EXERCISE MATERIAL
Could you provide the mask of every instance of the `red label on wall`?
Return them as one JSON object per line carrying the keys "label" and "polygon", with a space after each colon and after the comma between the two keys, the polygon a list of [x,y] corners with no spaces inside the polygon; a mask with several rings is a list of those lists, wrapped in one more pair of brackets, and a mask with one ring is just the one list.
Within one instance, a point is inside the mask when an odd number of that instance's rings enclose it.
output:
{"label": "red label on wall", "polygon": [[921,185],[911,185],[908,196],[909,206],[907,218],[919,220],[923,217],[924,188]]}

PROBLEM
Switch every "mask" in the data to "outline", and write out the data again with nothing else changed.

RIGHT ANSWER
Could you provide the outline of every instance of the `red label on wall`?
Return them as one JSON object per line carrying the keys "label" and "polygon", with a space after each colon and after the comma between the two keys, the polygon a list of [x,y] corners with no spaces inside the polygon; a outline with several rings is a list of those lists, wrapped in one more pair of brackets, and a outline with one ring is just the one list.
Within one instance, a point is inside the outline when an odd number of that instance's rings enclose it.
output:
{"label": "red label on wall", "polygon": [[921,185],[911,185],[908,196],[909,206],[907,218],[919,220],[923,217],[924,188]]}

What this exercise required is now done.